# [Extract provided]
------------------------------
[EXCLUSIVE] Radovan Krejcir claims major conspiracy to keep him behind bars

Krejcir and his two co-accused, Desai Luphondo and Jan Lefu Mofokeng, as well as three others, were convicted in 2015 on charges relating to the kidnapping and torture of a man.

FILE: Radovan Krejcir. Picture: Christa Eybers/EWN

JOHANNESBURG – Convicted criminal Radovan Krejcir has now claimed that there's a major conspiracy to keep him behind bars which started after he paid R2.5 million to a high-profile politician's son.

In an exclusive interview with Eyewitness News from prison, the Czech fugitive says he paid the money in 2011 after being promised assistance with obtaining asylum papers but the relationship with the politician's son soured.

This allegedly led to a number of people, including senior police officials, framing him for crimes he didn't commit.

Krejcir, his two co-accused, Desai Luphondo and Jan Lefu Mofokeng, as well as three others, were convicted in 2015 on charges relating to the kidnapping and torture of a man.

Krejcir spoke to EWN about this so-called conspiracy and what he says are the real reasons he’s been moved from prison to prison:

_LISTEN: Radovan Krejcir interview part 1 _

Krejcir also speaks about the latest regarding his extradition case and his love for South Africa.

LISTEN: Radovan Krejcir interview part 2

Ipid says it is investigating the veracity of these allegations while the Hawks have not yet been available to comment.

The Department of Correctional Services has responded with this statement:

This is not new and we can confirm that all allegations raised by inmate Radovan Krejcir are completely untrue and tenuous.

The said inmate is classified as a high-risk offender, based on his attempted escape from lawful custody. It should be noted that the inmate has, on a number of occasions, brought similar matters before the courts, and none of these matters have been formally finalised. When he was in Pretoria, he withdrew the matter and tendered costs. He later brought the same matter before a court in Pietermaritzburg, which is still pending. The same matter is also pending in Johannesburg.

Presently, the inmate is seen by the department’s health care practitioners on a daily basis for his prescribed medication. He also has access to his lawyers, provided they comply with the prescribed policies and regulations for legal visits. Family visitations form part of the rehabilitation process, which the department promotes. The only time a member of family is not allowed to visit an inmate is when their security classification indicates a risk. The said inmate is treated in the same manner as all other offenders in the country. He was given access to a computer in a nearby office for his sole use, and also given access to a monitor that was placed in his cell for the sole purpose of accessing his court documents. Within a week, he was found using the device for other purposes; hence, it was removed from the cell.

The department has not ignored any court orders pertaining to the said inmate. In line with his security classification, the inmate is housed in a single cell which is the same size as other cells within the correctional facility. He was also provided a second cell near-by to store his court documents and other items.

The Constitution of the Republic of South Africa, as well as various international instruments, stipulate compliance with basic human rights in a correctional centre environment. As such, inmates must at all times be treated as human beings entitled to all the rights of any citizen of our country. This logically excludes those rights necessarily curtailed through the act of incarceration, or those that are removed as a consequence of the individual’s behaviour. In all such processes, adherence to administrative justice in relation to the management of offenders is of fundamental importance.

As per the White Paper on Corrections, the correctional system in South Africa should be subject to independent inspection. The Judicial Inspectorate for Correctional Services (JICS) facilitates the inspection of correctional facilities to ensure that offenders’ rights are respected, and the Inspectorate reports on any corrupt or dishonest practices in correctional centres. As Section 85 of the Correctional Services Acts states, JICS is an independent office under the control of the Inspecting Judge.
------------------------------
# [Supplied records]
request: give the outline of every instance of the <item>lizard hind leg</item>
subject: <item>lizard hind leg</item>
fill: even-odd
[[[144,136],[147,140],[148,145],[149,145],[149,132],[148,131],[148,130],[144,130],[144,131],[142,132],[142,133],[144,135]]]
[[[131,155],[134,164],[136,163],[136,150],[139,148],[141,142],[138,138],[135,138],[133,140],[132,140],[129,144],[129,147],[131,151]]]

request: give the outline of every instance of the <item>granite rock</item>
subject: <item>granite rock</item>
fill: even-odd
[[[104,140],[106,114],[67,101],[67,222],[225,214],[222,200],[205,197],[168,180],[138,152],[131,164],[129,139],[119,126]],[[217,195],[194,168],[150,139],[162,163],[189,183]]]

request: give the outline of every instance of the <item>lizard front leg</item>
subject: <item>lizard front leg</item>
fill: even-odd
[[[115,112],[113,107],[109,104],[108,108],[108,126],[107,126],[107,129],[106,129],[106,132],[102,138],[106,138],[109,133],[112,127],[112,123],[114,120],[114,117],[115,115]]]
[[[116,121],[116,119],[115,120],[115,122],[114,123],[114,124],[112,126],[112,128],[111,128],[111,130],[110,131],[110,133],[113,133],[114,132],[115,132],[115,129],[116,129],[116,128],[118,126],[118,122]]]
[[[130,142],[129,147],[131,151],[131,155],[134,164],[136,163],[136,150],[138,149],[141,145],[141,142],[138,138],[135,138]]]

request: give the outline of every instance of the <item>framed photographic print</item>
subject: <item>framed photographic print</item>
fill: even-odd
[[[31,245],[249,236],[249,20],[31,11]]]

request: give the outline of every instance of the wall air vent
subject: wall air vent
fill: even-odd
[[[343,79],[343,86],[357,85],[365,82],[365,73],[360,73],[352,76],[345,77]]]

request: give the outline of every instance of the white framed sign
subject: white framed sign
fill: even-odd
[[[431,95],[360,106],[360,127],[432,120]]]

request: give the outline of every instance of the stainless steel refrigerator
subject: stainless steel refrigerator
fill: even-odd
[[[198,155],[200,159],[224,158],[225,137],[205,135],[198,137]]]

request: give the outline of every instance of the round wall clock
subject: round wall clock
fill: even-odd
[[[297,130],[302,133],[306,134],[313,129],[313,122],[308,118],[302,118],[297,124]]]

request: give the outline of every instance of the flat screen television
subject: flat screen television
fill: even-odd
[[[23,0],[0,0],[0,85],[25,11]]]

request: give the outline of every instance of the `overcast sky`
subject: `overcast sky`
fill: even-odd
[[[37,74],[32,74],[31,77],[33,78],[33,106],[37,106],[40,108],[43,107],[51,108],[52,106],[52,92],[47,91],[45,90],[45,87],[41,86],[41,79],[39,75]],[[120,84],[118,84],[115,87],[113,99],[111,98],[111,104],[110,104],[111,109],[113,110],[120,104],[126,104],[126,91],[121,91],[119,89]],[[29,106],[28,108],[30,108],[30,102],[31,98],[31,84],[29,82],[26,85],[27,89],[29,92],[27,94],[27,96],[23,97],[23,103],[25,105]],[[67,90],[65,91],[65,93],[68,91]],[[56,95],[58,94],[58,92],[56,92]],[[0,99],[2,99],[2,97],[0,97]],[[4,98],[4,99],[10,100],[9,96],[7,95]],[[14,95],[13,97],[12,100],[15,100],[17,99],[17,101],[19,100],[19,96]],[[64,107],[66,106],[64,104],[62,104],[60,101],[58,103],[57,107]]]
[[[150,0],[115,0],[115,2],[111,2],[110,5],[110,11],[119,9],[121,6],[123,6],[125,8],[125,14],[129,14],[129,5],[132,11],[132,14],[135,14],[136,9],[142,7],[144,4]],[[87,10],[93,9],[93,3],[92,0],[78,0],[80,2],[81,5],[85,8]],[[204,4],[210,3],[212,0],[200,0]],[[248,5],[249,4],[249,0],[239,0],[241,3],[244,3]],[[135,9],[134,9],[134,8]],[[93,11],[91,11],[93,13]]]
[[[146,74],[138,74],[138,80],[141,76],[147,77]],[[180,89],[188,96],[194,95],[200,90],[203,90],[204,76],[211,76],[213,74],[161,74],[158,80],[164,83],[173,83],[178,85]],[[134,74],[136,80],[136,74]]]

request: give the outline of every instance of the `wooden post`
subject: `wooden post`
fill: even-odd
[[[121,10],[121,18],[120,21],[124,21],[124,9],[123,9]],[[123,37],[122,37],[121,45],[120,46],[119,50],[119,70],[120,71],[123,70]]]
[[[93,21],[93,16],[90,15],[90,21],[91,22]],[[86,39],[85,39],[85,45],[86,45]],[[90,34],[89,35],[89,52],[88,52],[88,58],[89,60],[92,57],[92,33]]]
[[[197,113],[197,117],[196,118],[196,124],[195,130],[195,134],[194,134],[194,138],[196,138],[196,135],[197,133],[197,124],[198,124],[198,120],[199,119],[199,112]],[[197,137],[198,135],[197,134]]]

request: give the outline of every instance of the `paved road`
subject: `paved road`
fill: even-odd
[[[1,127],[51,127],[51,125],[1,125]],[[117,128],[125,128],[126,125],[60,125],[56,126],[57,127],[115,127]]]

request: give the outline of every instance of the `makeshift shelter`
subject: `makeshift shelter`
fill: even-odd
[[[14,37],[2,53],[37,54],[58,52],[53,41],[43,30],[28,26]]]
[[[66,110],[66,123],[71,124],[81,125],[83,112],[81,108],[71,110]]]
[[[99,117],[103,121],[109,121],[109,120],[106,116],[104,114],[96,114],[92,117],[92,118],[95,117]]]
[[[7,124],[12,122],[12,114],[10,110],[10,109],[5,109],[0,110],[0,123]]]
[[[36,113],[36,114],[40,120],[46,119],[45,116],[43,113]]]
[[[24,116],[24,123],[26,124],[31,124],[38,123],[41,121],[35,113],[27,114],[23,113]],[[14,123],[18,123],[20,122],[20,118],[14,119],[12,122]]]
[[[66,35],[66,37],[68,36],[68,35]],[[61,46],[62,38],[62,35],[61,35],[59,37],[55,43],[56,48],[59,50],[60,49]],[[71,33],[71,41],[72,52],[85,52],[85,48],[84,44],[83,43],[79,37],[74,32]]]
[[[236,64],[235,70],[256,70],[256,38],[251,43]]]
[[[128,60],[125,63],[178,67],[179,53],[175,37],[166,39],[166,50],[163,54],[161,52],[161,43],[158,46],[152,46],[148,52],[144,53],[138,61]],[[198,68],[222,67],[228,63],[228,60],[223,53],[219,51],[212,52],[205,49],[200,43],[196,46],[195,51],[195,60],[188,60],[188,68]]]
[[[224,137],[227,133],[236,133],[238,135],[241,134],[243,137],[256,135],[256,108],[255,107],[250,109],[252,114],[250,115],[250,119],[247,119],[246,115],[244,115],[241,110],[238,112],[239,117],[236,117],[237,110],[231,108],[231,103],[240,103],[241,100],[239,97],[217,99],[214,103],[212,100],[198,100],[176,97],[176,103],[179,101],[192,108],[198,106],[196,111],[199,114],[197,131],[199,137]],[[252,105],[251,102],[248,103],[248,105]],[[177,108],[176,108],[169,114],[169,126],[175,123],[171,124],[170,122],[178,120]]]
------------------------------
# [What you will do]
1) According to the Krejcir article, how much money does Krejcir say he paid to a high-profile politician's son?
2) Decide whether each statement agrees with the Krejcir article. Answer yes or no, and quote the deciding words from the article.
(a) Krejcir was convicted in 2015 on charges relating to the kidnapping and torture of a man.
(b) The Hawks said they were investigating the truth of Krejcir's allegations.
(c) The monitor in Krejcir's cell was removed after he was found using it for other purposes.

# [Responses to the tasks]
1) R2.5 million

2)
(a) Yes: "were convicted in 2015 on charges relating to the kidnapping and torture of a man."
(b) No: "Ipid says it is investigating the veracity of these allegations while the Hawks have not yet been available to comment."
(c) Yes: "Within a week, he was found using the device for other purposes; hence, it was removed from the cell."